In the passage on family size and God's call, could you reproduce the text starting at "Of all the teachings" and ending at "in some way?", substituting "subject" for "topic"?

» **Excerpt provided**
=== Begin Enclosure ===

There are absolutely families out there who, like the girl called to be a Sister of Charity, are called to welcome "5 under 5", or "3 under 3", or a whole lot more children total than those around them. I see that, I do, and I truly admire it. But this does not mean they are embracing a greater holiness, or that I should look at them and feel guilted into gritting my teeth and closing my eyes and muttering, "Ok, whatever" when it comes to having another baby. We have to respond with a free will to God's inspiration, His intimate call, in order to bear fruit in our own lives. Perhaps that intimate call of God will be for us to welcome a whole lot more children someday than we ever thought we could handle. But I trust that, no matter what His unique will is for me and mine, He will give us the grace to desire it and the ability to do it joyfully. 

We need the encouragement of hearing about our different callings, our different crosses, as Katie of NFP and Me so beautifully pointed out in her refreshingly simplistic approach to the topic. Its challenging and inspiring and calming at the same time to hear about each other's personal struggles and gifts. And we shouldn't be afraid when we share it that people will respond with pamphlets and documents and pick apart our words. We are not infallible.  We are working on it. We are simply striving to know what God is asking of each of us and praying to have the courage to say Yes. 
Of all the teachings and preachings about this topic, what speaks to my heart the most besides a few powerful scripture verses, is the following by our late Pope Benedict:

“Are we not perhaps all afraid in some way?

=== End Enclosure ===

Saved entries
=== Begin Enclosure ===

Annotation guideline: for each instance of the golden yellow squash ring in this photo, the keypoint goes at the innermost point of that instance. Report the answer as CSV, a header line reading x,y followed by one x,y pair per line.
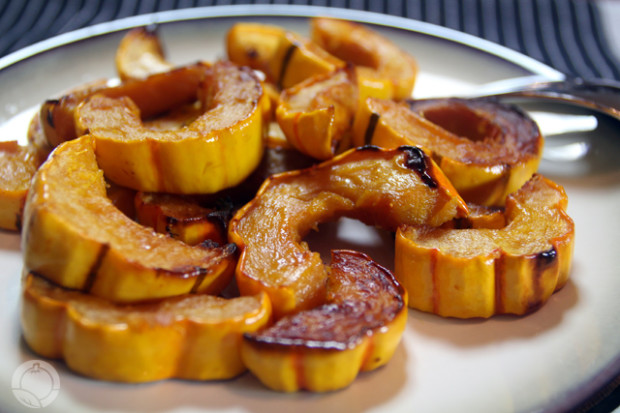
x,y
323,349
486,149
195,337
479,272
386,188
216,151
74,236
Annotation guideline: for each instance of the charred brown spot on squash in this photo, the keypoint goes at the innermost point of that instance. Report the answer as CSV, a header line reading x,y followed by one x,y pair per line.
x,y
94,269
361,296
49,106
416,160
286,60
370,129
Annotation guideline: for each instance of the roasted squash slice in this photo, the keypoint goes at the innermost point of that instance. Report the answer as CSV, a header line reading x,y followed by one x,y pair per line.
x,y
480,272
323,349
216,151
181,218
486,149
254,45
154,95
195,337
384,69
379,187
140,54
18,165
74,236
316,115
298,58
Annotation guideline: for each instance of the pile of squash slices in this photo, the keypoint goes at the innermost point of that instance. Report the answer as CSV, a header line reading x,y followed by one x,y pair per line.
x,y
163,217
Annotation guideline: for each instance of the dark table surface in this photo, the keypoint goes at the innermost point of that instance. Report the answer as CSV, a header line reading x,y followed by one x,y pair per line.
x,y
568,35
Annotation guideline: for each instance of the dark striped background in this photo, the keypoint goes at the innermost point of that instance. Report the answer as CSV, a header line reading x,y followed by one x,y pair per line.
x,y
565,34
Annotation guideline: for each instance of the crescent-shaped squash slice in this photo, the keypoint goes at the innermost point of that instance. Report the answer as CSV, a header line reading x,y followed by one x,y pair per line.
x,y
74,236
316,115
181,218
154,95
18,165
379,187
323,349
216,151
487,150
297,58
140,54
195,337
384,69
481,272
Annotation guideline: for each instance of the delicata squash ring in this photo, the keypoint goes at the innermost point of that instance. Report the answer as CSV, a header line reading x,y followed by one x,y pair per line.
x,y
323,349
480,272
316,115
195,337
74,236
216,151
487,149
386,188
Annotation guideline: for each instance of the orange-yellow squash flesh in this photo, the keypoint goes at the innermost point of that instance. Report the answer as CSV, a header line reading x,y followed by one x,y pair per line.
x,y
140,54
154,95
74,236
480,272
216,151
18,165
385,188
384,68
486,149
317,114
194,337
324,349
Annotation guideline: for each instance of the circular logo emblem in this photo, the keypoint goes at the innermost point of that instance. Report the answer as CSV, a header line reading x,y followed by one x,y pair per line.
x,y
35,384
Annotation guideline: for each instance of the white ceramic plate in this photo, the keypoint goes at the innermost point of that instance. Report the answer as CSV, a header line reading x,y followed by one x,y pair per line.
x,y
549,360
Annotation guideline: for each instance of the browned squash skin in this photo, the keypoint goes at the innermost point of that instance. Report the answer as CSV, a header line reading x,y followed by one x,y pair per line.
x,y
182,218
385,188
18,165
323,349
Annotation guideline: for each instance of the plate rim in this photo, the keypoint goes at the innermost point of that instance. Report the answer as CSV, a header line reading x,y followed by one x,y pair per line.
x,y
606,378
284,10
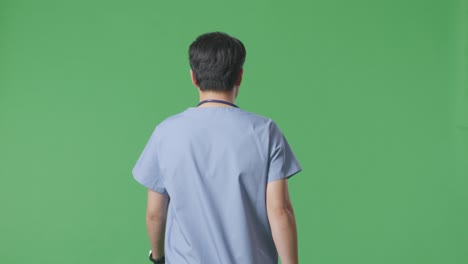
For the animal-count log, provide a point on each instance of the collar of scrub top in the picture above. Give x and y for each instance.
(217, 101)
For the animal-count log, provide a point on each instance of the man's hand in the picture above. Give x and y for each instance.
(156, 213)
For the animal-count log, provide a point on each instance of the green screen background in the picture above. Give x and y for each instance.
(371, 95)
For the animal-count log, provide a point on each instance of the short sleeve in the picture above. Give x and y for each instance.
(147, 170)
(282, 161)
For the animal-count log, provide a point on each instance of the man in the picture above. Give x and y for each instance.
(217, 174)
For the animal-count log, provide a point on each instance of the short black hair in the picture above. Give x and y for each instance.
(216, 60)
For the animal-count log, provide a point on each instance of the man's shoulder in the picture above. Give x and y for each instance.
(189, 115)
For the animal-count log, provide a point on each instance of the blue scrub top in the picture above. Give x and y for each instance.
(215, 163)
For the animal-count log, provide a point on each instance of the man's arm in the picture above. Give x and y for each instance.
(282, 221)
(156, 213)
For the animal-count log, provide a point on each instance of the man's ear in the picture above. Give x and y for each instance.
(239, 79)
(194, 80)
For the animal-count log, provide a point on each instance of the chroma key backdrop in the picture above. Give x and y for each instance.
(372, 96)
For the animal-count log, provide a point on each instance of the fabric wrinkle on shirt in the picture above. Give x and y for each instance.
(215, 163)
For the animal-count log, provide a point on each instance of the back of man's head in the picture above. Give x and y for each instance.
(216, 60)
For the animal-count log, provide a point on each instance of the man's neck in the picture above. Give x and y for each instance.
(224, 96)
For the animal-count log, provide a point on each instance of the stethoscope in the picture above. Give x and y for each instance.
(216, 101)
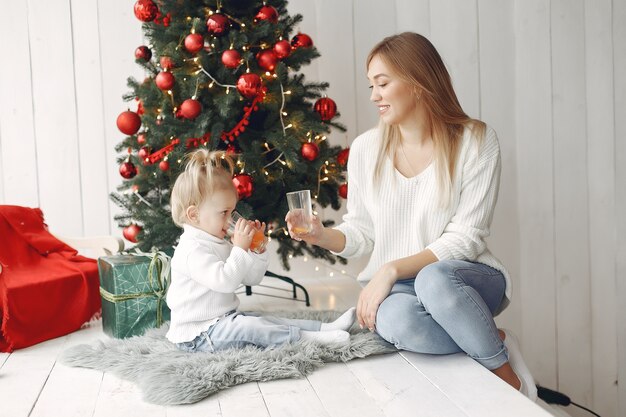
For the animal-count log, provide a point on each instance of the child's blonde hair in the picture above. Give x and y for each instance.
(205, 173)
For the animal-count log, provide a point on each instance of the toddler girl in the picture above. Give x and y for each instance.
(207, 269)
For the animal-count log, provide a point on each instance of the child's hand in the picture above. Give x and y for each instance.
(244, 231)
(259, 225)
(260, 246)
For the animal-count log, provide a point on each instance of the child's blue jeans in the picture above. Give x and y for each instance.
(448, 308)
(240, 329)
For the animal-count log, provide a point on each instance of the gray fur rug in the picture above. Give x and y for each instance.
(168, 376)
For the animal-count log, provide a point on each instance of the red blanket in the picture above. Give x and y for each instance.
(47, 290)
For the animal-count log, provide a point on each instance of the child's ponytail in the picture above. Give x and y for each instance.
(205, 173)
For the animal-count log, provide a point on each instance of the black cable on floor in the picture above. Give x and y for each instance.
(555, 397)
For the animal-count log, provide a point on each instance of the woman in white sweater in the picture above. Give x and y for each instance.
(422, 190)
(207, 269)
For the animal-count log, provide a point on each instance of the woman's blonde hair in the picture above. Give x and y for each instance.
(205, 173)
(414, 60)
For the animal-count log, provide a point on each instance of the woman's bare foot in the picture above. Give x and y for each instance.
(515, 372)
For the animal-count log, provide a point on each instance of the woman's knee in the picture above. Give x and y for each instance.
(393, 319)
(434, 279)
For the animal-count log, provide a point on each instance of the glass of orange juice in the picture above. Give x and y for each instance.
(259, 240)
(301, 211)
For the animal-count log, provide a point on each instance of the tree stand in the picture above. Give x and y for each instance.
(294, 285)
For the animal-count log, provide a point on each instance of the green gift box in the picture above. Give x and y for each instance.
(133, 289)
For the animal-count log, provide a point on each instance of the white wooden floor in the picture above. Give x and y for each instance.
(33, 383)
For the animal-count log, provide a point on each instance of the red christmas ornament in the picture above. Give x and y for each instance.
(190, 109)
(165, 80)
(145, 10)
(301, 40)
(128, 122)
(343, 190)
(267, 59)
(231, 58)
(143, 52)
(194, 42)
(249, 85)
(231, 149)
(309, 151)
(267, 13)
(282, 49)
(128, 170)
(326, 107)
(131, 232)
(143, 153)
(166, 62)
(342, 157)
(217, 24)
(243, 184)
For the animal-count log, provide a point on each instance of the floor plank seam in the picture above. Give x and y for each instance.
(4, 360)
(445, 394)
(318, 397)
(45, 382)
(263, 398)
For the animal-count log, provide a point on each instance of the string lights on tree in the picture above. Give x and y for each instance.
(224, 75)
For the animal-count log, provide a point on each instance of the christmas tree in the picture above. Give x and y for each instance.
(224, 75)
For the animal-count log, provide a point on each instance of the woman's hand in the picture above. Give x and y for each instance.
(313, 237)
(244, 231)
(373, 295)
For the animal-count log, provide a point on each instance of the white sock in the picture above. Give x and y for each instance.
(324, 338)
(516, 361)
(344, 322)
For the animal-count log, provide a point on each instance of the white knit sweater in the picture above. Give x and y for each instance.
(403, 217)
(206, 271)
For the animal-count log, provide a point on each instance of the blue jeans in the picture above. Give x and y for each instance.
(448, 308)
(243, 329)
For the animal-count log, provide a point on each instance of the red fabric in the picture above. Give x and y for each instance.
(47, 290)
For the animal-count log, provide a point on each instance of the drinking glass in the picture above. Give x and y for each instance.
(259, 240)
(301, 211)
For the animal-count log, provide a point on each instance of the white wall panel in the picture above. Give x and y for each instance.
(54, 102)
(89, 112)
(413, 16)
(570, 198)
(533, 105)
(602, 215)
(619, 95)
(454, 32)
(17, 135)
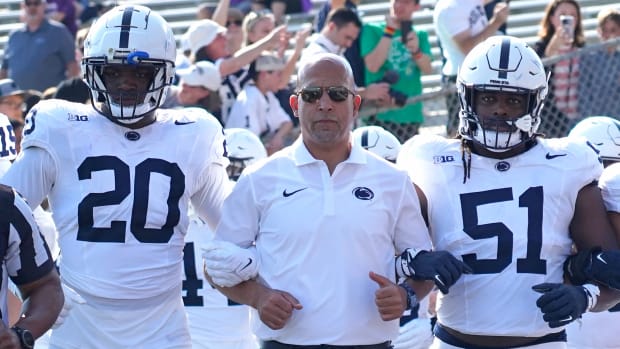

=== End Enclosure ===

» **Answer section**
Of all the teachings and preachings about this subject, what speaks to my heart the most besides a few powerful scripture verses, is the following by our late Pope Benedict:

“Are we not perhaps all afraid in some way?